→ Selected extract

★ ★ ★ ★ ★ ★ ★

08.05.2023: Biologging devices are often attached to birds for research purposes and to collect important data. Now a team of researchers led by the University of Veterinary Medicine Vienna has investigated the aerodynamic effect of biologgers with northern bald ibis, an endangered species of bird, in a wind tunnel. The results showed that biologging devices significantly influence energy expenditure and flight distances, and that aerodynamic optimizations and proper positioning on the birds’ bodies can significantly reduce the detrimental effects.

There has been little scientific research to date regarding the impact of biologgers on animal aerodynamics and hydrodynamics. This stands in marked contrast to the increasingly extensive use of such technologies in wild-living animals. Recently, there have been growing concerns about the detrimental effects that these devices may have on the animals involved.

★ ★ ★ ★ ★ ★ ★

→ Apply what you read
1. List each distinct word in the biologger article that ends in "-ly".
2. Put this sentence from the biologger article into Spanish: "This stands in marked contrast to the increasingly extensive use of such technologies in wild-living animals."
3. Write the next part of the biologger article, beginning after its final sentence.
The rows have nothing to do with the biologger article.

★ ★ ★ ★ ★ ★ ★

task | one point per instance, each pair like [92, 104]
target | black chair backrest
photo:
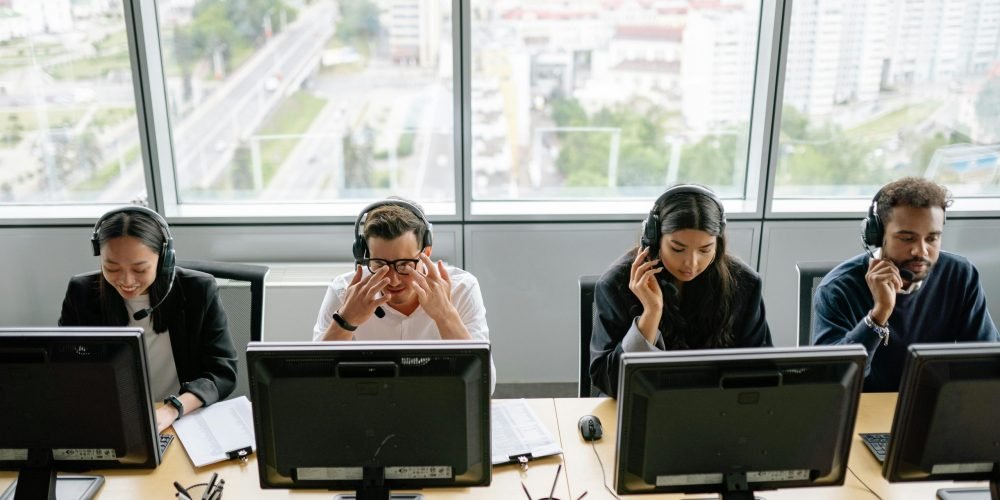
[587, 312]
[242, 293]
[810, 275]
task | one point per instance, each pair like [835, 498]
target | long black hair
[703, 318]
[143, 228]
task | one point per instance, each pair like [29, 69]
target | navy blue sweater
[950, 306]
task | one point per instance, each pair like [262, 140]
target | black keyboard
[165, 440]
[877, 442]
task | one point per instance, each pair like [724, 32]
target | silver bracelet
[881, 331]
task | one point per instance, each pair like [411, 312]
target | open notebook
[517, 432]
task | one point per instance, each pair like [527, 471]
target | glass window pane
[610, 99]
[68, 129]
[879, 89]
[288, 101]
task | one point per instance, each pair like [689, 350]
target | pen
[525, 488]
[218, 490]
[181, 492]
[554, 481]
[210, 488]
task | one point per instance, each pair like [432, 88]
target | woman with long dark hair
[189, 353]
[677, 289]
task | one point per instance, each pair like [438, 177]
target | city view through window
[878, 89]
[295, 101]
[68, 129]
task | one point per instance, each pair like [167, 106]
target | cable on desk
[870, 490]
[604, 476]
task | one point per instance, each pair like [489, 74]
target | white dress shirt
[465, 296]
[163, 379]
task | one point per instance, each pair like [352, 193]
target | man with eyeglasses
[397, 292]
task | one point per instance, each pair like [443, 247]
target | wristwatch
[341, 322]
[881, 330]
[176, 403]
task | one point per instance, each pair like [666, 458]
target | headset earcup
[651, 234]
[168, 260]
[871, 231]
[359, 249]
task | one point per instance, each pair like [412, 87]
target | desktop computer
[73, 399]
[735, 421]
[371, 416]
[947, 421]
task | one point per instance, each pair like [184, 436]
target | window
[609, 100]
[68, 129]
[277, 101]
[877, 90]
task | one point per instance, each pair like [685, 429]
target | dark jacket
[199, 334]
[950, 306]
[617, 307]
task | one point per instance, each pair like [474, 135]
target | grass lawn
[94, 67]
[293, 116]
[885, 126]
[62, 117]
[102, 177]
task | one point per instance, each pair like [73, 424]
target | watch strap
[341, 322]
[176, 403]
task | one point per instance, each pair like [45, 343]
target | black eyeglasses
[401, 266]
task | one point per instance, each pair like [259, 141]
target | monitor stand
[990, 493]
[36, 483]
[373, 488]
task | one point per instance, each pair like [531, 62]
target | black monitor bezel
[264, 350]
[132, 337]
[633, 363]
[919, 357]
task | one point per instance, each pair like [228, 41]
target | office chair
[587, 283]
[810, 275]
[241, 289]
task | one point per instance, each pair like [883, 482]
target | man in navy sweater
[911, 293]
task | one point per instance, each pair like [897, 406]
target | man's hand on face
[883, 281]
[434, 290]
[363, 295]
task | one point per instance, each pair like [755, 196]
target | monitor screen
[946, 421]
[371, 416]
[74, 399]
[732, 421]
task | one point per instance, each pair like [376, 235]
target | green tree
[988, 106]
[584, 155]
[712, 160]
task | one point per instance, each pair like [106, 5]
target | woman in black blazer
[679, 289]
[190, 355]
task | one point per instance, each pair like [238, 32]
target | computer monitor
[735, 421]
[371, 416]
[73, 399]
[947, 421]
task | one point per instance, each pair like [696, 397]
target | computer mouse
[590, 428]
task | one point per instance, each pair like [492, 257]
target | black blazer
[196, 323]
[616, 308]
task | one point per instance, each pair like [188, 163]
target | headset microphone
[142, 313]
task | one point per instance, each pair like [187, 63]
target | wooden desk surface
[242, 481]
[585, 471]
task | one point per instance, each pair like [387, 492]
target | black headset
[360, 247]
[166, 266]
[651, 224]
[872, 229]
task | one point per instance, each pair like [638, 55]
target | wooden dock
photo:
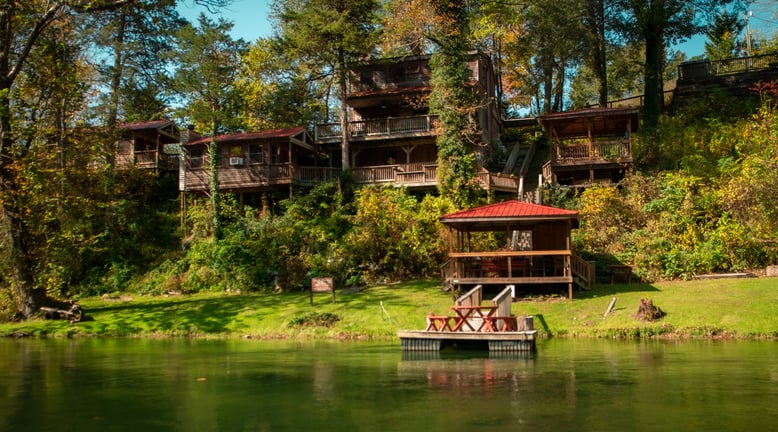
[422, 340]
[475, 323]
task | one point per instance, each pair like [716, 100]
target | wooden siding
[258, 177]
[380, 128]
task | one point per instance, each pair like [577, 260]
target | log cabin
[514, 243]
[392, 134]
[589, 146]
[147, 145]
[270, 160]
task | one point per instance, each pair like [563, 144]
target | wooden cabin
[514, 243]
[589, 146]
[392, 133]
[148, 145]
[269, 160]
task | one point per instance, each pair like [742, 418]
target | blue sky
[251, 21]
[249, 16]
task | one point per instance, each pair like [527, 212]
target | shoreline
[719, 309]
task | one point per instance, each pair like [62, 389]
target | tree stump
[648, 312]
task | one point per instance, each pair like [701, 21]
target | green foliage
[315, 319]
[395, 235]
[715, 212]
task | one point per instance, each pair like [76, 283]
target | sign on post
[322, 285]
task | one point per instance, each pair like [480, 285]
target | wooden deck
[421, 340]
[474, 321]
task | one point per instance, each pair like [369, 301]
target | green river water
[246, 385]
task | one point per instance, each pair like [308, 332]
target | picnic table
[466, 314]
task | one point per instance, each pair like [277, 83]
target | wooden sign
[322, 284]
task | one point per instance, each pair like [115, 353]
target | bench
[470, 298]
[466, 319]
[502, 319]
[439, 322]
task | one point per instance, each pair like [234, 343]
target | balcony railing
[155, 159]
[413, 174]
[706, 68]
[380, 128]
[602, 151]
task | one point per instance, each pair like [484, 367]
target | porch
[517, 268]
[513, 243]
[392, 127]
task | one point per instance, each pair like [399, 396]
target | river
[246, 385]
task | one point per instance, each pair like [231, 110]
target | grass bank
[734, 308]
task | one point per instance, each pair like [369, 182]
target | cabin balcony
[517, 267]
[377, 129]
[258, 177]
[410, 175]
[600, 152]
[149, 159]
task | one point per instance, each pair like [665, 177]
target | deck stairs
[519, 159]
[583, 272]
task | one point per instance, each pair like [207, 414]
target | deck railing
[598, 151]
[392, 126]
[155, 159]
[510, 264]
[706, 68]
[489, 181]
[583, 271]
[411, 174]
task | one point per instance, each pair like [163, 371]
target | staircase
[519, 158]
[583, 272]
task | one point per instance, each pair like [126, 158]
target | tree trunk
[344, 129]
[117, 71]
[22, 279]
[653, 99]
[213, 153]
[600, 61]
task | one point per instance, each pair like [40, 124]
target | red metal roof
[154, 124]
[507, 214]
[512, 209]
[254, 136]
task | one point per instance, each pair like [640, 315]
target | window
[256, 155]
[521, 240]
[196, 158]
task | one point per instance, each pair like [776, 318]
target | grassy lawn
[746, 308]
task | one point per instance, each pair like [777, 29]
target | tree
[330, 35]
[406, 28]
[594, 21]
[658, 24]
[130, 39]
[279, 90]
[206, 80]
[22, 25]
[722, 35]
[453, 101]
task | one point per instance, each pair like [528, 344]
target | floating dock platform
[422, 340]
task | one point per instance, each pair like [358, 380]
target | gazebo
[514, 243]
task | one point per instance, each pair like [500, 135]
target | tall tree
[22, 25]
[594, 21]
[206, 81]
[659, 24]
[723, 35]
[453, 101]
[329, 34]
[407, 25]
[280, 90]
[131, 39]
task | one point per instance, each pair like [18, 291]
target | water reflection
[182, 385]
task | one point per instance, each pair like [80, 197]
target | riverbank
[715, 308]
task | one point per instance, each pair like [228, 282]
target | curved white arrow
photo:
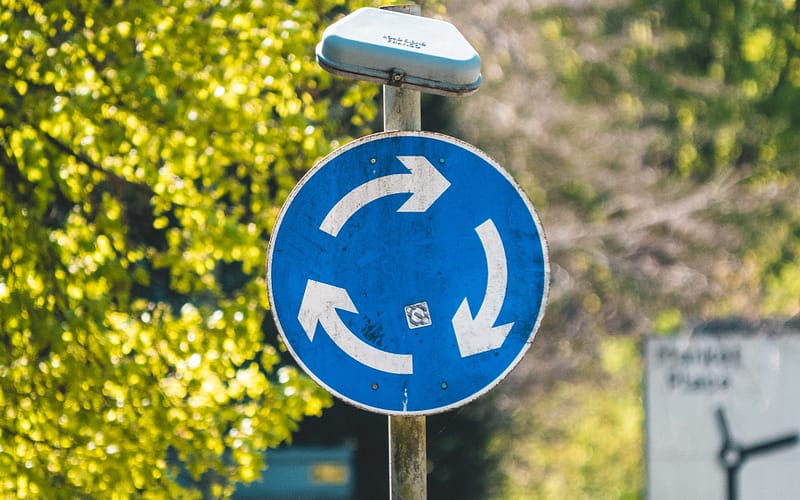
[424, 182]
[477, 334]
[319, 305]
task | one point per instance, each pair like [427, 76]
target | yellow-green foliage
[137, 140]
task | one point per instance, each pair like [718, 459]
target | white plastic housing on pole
[408, 467]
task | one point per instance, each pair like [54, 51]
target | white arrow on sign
[424, 182]
[319, 305]
[477, 334]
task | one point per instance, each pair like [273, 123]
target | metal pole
[408, 468]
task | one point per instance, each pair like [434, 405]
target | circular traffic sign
[407, 273]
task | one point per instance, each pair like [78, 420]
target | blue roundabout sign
[407, 273]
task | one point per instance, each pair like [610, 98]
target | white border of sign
[459, 143]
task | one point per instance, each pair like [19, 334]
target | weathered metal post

★ ★ ★ ★ ★ ★ ★

→ Task-by-task outputs
1. significantly, increasingly, Recently

2. Esto contrasta notablemente con el uso cada vez más extendido de tales tecnologías en animales que viven en libertad.

3.
While the focus in biologging has long been solely on reducing weight, the researchers in this study investigated the aerodynamic effects of the devices. For this purpose, the northern bald ibises (Geronticus eremita) were trained to fly in a wind tunnel where heart rate and dynamic body acceleration (VeDBA) were measured as parameters for energy expenditure in relation to different logger shapes and wind flow directions.

The perfect biologger: attached to the back of the body and aerodynamically shaped

“Our data demonstrates that the position of biologging devices significantly influences the flight distances, and that shape has a considerable effect on energy expenditure. Unfavourable shape and positioning not merely affect the amount of energy expended during flapping flight; the energetically probably more important effect is that the devices impair the bird’s ability to glide or soar, which forces them to perform the energetically much more demanding flapping flight more frequently,” says the study’s first author, Ortal Mizrahy-Rewald from the Research Institute of Wildlife Ecology at Vetmeduni, summarizing the key findings of the study.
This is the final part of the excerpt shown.